Starting at the line below that contains "Where can you see the standing" and ending at the last of the entries, switch "standing person" to "upright person" and write those lines out again with nothing else changed.

- _Data listing_
============================================================

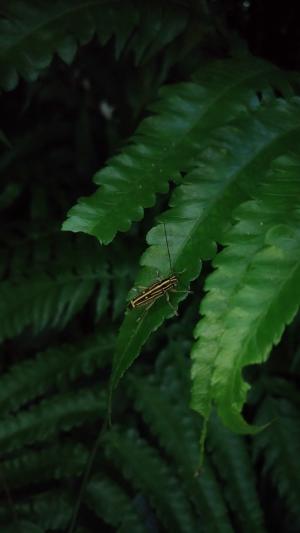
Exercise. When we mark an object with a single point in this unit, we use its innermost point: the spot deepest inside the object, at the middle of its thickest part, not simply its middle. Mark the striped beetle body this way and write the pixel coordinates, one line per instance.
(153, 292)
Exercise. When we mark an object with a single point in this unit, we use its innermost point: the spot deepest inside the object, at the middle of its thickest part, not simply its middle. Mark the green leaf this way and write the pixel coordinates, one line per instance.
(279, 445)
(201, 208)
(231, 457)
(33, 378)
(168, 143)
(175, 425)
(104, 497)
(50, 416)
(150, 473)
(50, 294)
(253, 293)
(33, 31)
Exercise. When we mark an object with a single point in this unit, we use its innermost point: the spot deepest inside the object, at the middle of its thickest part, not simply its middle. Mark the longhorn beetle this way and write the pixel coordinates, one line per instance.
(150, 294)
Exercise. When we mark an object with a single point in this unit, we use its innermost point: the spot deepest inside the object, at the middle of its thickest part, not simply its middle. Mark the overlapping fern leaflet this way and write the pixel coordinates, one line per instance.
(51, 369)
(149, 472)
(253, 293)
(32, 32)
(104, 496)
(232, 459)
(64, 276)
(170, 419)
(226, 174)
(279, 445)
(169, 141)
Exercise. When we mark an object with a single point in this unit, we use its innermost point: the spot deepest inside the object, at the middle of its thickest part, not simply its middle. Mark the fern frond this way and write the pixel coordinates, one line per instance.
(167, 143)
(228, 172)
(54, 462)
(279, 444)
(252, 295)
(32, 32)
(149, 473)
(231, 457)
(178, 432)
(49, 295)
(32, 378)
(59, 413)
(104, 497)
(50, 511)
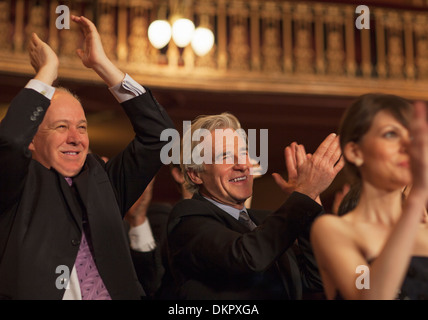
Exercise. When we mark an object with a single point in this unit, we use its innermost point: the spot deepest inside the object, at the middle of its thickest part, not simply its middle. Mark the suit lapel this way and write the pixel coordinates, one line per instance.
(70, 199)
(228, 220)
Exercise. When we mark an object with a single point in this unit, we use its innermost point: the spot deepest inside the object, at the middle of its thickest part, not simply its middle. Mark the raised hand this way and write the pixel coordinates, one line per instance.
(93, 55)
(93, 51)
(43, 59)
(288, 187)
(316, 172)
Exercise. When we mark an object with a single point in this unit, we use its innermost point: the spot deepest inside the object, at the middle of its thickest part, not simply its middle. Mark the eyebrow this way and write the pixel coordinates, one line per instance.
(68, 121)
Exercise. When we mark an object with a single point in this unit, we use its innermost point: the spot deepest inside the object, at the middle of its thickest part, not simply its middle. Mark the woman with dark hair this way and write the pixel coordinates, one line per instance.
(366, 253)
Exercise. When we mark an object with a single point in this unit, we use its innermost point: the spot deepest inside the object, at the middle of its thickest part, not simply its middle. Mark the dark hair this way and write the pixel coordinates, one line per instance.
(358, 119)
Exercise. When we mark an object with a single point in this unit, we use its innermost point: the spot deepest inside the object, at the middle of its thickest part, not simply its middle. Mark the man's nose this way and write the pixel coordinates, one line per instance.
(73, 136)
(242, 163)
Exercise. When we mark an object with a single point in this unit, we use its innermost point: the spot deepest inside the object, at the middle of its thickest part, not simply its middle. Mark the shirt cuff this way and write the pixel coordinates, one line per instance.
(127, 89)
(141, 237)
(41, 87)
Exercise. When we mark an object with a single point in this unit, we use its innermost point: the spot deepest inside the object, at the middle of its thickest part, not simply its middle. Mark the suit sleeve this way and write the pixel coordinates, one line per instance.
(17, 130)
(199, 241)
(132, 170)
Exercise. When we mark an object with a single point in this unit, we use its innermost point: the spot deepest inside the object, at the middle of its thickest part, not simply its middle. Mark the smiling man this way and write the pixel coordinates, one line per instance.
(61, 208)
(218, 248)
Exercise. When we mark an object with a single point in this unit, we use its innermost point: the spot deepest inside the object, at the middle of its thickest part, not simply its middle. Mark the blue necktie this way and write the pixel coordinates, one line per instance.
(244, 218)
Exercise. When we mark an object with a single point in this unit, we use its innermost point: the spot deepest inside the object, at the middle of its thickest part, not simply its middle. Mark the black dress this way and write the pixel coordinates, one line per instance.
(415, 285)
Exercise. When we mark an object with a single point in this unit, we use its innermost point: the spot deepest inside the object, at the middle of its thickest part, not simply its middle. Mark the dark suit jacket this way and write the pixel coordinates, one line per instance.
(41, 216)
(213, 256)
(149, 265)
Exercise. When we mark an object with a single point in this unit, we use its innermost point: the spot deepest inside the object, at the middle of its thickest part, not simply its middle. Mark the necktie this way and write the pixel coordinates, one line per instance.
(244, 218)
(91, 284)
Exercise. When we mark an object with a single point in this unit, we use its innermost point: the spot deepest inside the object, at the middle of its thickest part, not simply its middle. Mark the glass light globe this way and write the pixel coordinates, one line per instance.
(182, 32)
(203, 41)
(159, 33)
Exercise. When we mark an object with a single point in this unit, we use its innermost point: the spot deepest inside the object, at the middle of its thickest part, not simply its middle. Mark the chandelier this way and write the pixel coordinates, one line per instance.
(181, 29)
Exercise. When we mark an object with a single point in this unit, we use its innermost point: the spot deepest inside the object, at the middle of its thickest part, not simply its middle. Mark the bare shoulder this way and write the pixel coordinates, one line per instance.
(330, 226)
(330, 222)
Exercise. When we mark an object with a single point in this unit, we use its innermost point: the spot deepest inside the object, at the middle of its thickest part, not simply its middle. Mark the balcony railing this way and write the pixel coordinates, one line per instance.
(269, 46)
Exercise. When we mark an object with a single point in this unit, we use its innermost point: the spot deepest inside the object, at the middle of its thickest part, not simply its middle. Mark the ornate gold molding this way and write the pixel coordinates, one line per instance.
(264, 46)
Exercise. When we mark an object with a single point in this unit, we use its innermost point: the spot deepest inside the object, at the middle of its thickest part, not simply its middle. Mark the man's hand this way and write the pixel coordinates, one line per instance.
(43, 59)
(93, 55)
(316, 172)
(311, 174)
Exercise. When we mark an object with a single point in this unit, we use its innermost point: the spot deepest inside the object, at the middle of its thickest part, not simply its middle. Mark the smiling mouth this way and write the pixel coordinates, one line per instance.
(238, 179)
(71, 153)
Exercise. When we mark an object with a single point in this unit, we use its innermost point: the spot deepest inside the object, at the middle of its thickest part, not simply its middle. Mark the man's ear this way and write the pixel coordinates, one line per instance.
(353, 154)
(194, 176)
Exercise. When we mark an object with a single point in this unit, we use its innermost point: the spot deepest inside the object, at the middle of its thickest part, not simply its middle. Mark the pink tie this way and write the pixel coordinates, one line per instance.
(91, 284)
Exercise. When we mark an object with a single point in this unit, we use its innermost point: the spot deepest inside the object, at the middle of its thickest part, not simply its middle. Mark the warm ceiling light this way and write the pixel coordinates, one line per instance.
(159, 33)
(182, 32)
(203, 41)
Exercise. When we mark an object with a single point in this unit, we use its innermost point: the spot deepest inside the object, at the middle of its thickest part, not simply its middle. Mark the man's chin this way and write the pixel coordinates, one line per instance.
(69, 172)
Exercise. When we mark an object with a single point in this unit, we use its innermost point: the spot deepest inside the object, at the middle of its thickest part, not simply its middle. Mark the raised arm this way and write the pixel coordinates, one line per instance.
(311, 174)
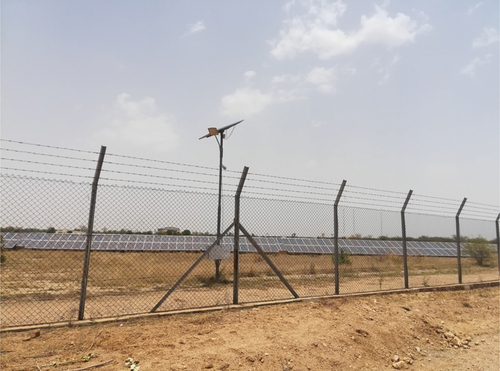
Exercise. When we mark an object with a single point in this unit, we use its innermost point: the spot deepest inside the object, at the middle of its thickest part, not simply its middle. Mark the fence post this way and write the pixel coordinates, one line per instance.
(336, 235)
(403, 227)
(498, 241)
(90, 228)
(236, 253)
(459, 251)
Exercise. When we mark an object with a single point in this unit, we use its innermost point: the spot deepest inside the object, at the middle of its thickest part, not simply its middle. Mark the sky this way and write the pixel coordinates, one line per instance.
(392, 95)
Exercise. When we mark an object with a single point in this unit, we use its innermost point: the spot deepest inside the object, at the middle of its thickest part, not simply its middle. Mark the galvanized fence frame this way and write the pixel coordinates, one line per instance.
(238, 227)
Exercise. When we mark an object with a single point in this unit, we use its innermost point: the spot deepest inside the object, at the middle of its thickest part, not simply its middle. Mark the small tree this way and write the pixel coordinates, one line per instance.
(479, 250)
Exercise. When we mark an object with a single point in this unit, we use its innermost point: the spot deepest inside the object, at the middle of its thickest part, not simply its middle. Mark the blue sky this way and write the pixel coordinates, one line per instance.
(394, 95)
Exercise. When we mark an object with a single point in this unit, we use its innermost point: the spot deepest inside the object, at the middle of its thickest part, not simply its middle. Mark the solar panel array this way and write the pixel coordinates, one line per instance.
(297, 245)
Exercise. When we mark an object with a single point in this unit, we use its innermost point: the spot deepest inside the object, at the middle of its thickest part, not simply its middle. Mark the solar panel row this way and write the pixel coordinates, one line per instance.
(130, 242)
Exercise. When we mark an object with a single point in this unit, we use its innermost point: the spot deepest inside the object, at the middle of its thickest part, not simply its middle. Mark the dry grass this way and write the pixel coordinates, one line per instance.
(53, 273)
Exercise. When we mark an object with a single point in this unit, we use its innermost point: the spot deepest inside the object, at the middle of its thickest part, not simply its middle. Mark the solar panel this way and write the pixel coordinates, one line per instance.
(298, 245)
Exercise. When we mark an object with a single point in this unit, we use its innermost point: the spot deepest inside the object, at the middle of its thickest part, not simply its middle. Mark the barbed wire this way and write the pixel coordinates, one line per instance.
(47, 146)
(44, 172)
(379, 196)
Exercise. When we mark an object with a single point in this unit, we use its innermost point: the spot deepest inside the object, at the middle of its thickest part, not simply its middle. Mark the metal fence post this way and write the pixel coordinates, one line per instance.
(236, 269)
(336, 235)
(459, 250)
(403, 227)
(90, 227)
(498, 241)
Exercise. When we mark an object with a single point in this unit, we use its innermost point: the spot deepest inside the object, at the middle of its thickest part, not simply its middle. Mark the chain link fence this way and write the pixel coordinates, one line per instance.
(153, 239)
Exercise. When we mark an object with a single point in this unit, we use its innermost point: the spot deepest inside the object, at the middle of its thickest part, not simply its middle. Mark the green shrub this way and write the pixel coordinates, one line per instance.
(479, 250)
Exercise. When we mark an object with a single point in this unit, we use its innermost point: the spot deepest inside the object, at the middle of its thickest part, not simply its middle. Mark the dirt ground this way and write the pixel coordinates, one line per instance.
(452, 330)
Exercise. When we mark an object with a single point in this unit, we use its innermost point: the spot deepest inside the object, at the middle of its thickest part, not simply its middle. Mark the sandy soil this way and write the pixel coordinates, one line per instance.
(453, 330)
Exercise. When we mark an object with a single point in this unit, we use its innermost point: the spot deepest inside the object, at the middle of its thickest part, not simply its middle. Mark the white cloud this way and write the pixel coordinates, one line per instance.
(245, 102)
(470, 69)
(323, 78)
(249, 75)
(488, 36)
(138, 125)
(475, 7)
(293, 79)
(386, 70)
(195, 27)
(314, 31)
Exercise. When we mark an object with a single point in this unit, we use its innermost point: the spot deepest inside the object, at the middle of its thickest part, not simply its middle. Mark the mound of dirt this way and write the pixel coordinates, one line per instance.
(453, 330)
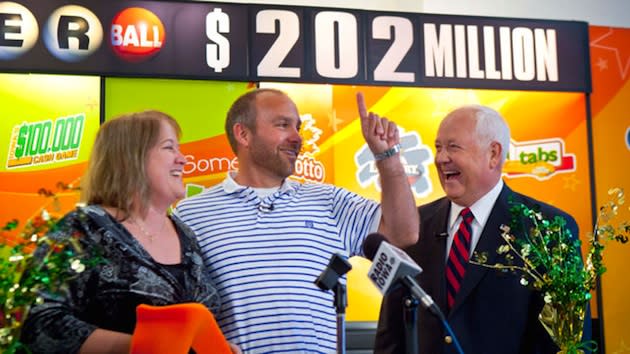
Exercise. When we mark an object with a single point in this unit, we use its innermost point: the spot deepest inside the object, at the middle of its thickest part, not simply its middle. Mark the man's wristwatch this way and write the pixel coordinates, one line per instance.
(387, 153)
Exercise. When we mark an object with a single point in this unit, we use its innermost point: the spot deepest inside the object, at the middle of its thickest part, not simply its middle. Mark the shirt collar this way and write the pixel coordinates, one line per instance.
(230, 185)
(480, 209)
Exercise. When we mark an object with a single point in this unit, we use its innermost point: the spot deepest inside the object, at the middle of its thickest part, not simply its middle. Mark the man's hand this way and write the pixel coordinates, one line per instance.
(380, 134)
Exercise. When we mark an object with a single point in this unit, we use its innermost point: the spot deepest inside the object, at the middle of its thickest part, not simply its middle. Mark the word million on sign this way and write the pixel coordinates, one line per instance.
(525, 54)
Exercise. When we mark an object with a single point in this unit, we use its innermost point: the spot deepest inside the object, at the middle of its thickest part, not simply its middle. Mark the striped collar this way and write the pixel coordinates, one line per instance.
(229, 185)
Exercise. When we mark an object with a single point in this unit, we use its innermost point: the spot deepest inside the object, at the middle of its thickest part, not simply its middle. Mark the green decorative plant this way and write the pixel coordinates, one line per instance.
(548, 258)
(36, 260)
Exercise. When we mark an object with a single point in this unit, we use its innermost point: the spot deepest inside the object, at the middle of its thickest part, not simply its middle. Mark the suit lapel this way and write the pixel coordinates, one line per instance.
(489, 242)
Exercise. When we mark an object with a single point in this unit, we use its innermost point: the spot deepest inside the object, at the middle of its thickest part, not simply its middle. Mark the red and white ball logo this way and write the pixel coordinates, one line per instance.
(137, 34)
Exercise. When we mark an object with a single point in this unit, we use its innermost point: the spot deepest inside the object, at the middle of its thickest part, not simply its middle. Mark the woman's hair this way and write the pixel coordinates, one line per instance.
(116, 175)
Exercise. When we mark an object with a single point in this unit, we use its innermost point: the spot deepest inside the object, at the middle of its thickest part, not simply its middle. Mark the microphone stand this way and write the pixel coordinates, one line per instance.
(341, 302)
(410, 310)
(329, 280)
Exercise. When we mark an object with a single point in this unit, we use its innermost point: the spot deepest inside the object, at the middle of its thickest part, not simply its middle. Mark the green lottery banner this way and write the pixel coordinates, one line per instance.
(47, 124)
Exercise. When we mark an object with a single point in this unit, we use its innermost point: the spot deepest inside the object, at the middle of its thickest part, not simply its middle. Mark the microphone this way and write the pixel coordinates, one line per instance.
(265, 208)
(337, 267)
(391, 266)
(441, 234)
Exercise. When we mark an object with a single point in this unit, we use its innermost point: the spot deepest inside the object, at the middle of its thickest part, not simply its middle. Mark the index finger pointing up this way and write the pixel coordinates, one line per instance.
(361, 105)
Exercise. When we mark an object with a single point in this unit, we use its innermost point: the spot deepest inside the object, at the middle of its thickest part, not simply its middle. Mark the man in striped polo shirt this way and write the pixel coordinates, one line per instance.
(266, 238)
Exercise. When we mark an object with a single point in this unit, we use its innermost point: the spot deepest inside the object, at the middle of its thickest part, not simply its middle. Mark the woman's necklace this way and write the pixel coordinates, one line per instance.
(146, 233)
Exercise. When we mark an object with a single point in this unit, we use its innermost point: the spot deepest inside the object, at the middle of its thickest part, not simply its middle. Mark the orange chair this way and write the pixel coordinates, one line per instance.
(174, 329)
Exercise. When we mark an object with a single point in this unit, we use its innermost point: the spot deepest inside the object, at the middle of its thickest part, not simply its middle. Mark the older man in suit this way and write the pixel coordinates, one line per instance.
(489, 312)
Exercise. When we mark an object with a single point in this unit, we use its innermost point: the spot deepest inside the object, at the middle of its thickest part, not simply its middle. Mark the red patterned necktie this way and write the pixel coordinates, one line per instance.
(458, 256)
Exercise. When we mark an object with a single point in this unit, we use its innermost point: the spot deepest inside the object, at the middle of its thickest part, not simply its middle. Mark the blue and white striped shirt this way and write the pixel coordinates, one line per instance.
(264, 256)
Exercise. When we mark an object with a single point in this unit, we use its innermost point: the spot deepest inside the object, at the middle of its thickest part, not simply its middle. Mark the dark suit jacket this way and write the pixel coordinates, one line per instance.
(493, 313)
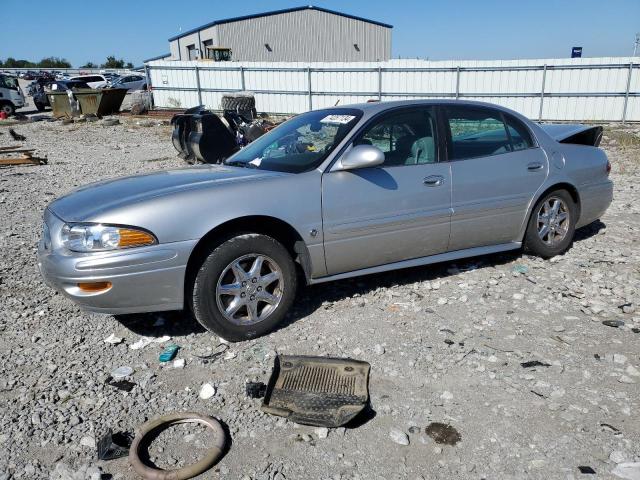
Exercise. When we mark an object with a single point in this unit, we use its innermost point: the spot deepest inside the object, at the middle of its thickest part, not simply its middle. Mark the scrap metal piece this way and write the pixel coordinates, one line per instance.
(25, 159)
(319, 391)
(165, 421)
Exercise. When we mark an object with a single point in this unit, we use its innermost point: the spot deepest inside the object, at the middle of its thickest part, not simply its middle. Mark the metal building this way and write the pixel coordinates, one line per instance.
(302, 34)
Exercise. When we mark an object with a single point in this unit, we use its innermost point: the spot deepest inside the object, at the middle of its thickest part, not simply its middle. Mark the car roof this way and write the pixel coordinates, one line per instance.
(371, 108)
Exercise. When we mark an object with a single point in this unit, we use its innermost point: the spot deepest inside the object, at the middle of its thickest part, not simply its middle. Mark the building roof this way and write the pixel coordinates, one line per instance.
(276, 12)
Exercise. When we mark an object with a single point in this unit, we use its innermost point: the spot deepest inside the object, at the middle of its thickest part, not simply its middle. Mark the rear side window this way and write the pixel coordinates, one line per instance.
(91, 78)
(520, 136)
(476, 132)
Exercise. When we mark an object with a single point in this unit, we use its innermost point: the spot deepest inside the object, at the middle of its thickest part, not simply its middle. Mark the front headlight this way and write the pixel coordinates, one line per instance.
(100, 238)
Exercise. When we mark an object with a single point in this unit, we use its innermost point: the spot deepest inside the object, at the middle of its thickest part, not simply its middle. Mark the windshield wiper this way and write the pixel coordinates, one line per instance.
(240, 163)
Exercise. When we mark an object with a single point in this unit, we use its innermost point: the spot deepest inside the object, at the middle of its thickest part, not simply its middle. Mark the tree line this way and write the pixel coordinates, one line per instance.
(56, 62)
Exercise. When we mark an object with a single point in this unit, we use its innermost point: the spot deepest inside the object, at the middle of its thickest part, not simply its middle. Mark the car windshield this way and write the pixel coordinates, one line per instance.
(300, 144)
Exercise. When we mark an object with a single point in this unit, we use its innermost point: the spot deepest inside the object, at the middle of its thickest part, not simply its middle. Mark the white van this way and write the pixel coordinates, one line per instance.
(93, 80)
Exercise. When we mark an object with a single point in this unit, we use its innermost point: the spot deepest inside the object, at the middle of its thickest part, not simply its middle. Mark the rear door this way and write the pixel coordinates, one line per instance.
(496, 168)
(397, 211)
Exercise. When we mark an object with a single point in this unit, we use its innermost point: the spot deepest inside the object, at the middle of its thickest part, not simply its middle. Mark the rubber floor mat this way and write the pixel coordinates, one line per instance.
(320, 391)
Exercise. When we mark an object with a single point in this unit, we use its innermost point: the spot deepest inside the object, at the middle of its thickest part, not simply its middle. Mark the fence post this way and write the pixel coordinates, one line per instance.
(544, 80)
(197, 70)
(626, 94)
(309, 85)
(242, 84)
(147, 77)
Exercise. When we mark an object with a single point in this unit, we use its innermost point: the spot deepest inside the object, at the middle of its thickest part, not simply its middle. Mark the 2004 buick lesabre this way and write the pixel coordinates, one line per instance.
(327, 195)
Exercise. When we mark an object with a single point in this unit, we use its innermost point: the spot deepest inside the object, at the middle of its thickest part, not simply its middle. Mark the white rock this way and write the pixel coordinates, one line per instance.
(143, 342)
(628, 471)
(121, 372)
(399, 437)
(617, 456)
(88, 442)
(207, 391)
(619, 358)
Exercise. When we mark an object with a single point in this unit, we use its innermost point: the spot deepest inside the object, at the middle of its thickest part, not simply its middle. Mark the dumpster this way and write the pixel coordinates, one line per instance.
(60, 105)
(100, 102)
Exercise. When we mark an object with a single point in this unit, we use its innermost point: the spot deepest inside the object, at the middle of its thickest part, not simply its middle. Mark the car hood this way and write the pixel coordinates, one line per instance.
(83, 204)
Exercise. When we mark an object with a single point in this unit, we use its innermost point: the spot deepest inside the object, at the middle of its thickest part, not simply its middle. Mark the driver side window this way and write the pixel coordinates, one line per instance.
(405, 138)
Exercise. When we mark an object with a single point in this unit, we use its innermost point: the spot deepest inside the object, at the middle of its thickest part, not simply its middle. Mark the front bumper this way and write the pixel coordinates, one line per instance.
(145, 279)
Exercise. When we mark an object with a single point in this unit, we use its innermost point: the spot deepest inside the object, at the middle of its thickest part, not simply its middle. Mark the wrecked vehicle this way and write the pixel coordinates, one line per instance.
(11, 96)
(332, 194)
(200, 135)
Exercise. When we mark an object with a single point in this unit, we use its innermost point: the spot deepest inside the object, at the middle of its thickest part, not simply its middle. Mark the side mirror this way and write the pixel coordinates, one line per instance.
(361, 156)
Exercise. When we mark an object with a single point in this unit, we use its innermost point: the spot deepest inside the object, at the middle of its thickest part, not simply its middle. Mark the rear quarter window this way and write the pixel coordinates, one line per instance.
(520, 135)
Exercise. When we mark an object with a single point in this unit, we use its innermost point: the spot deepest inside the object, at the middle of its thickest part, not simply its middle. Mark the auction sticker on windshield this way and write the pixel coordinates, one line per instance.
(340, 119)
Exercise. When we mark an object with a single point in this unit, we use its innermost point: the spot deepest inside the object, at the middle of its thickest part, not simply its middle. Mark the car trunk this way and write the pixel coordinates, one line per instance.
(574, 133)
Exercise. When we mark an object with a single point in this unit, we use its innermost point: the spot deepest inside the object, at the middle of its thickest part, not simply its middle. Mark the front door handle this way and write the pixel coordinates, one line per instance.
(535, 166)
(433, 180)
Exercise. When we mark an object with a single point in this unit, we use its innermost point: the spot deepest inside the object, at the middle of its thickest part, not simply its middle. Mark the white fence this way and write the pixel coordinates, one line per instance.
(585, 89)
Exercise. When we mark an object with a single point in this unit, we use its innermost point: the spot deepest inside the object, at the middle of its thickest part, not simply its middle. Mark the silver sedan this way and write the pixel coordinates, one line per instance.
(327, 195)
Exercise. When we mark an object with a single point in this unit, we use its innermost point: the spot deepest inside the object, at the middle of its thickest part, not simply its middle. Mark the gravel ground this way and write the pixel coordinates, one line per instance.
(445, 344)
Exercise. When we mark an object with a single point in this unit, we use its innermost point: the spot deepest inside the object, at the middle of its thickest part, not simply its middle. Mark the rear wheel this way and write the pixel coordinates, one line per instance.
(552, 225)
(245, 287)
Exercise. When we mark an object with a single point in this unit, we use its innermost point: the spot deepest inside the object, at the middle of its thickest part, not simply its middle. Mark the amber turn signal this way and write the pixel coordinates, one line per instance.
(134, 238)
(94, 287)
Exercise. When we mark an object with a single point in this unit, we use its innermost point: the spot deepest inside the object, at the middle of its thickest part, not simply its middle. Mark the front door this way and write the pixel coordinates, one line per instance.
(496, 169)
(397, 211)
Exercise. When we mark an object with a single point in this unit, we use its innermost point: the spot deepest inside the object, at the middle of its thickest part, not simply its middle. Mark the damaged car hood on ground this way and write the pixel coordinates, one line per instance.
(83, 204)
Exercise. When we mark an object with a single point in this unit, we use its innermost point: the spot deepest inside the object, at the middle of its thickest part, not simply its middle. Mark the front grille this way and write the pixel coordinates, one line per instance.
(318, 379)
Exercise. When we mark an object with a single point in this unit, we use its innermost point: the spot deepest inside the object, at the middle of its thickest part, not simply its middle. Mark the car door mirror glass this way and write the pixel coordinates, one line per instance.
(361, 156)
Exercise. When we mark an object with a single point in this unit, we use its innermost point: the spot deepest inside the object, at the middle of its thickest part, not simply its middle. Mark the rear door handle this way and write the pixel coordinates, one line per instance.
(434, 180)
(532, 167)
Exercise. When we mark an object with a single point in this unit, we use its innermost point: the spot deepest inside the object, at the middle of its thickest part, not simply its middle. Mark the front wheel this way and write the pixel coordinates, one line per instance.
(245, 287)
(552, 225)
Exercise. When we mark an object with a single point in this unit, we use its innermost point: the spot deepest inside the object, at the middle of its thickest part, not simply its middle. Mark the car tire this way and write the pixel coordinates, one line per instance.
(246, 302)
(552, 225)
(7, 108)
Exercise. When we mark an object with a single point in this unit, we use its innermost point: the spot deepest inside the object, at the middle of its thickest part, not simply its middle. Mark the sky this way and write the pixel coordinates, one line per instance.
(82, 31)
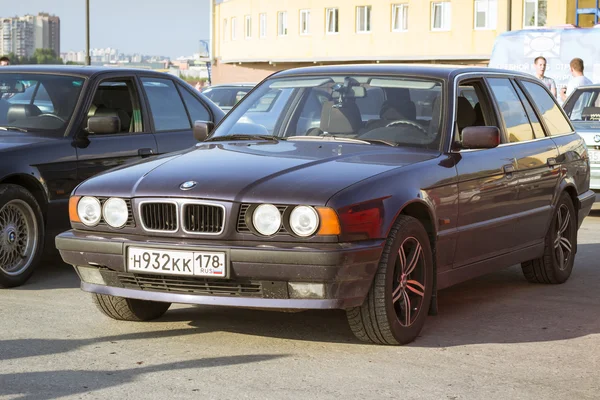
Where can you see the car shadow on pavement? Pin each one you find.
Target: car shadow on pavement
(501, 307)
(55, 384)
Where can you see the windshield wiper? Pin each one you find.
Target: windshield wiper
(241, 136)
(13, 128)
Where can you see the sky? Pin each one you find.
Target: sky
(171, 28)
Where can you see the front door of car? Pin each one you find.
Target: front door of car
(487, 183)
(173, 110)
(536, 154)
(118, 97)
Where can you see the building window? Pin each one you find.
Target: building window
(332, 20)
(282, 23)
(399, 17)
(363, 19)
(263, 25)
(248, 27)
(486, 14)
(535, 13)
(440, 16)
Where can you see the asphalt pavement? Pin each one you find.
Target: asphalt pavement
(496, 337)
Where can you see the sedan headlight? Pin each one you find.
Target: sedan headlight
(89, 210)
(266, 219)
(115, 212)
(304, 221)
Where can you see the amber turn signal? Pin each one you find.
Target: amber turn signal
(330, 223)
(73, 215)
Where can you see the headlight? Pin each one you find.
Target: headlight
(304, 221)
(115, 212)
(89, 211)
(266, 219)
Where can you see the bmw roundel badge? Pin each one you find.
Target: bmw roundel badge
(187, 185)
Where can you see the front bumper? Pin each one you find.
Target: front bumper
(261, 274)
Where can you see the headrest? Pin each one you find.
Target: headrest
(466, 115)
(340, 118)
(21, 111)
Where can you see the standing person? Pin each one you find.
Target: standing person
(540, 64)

============================================================

- _Exercise solution_
Where can you see the upright person? Pin each one you find.
Target: upright person
(540, 64)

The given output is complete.